-- Opening Marker --

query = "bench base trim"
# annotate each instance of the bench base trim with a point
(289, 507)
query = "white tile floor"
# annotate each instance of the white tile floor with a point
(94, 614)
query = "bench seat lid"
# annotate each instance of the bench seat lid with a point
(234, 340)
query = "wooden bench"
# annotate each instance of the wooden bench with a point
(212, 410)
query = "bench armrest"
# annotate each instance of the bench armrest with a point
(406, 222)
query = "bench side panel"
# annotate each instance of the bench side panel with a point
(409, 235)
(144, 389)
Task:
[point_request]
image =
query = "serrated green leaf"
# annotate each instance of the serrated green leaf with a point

-- Closing Marker --
-- Opening Marker --

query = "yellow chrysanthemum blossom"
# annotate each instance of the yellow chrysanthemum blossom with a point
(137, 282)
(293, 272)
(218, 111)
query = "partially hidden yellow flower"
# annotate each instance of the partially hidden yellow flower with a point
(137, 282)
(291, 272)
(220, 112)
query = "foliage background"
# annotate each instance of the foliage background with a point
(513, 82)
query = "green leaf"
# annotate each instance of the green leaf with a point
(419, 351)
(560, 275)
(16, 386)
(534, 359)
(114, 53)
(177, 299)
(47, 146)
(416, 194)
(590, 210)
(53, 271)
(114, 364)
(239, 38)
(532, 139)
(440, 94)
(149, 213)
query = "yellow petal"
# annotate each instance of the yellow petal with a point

-- Closing Marker --

WHAT THE TASK ASKS — Go through the records above and copy every line holding the word "petal".

YOUR RESPONSE —
query = "yellow petal"
# annotate each instance of the yellow petal with a point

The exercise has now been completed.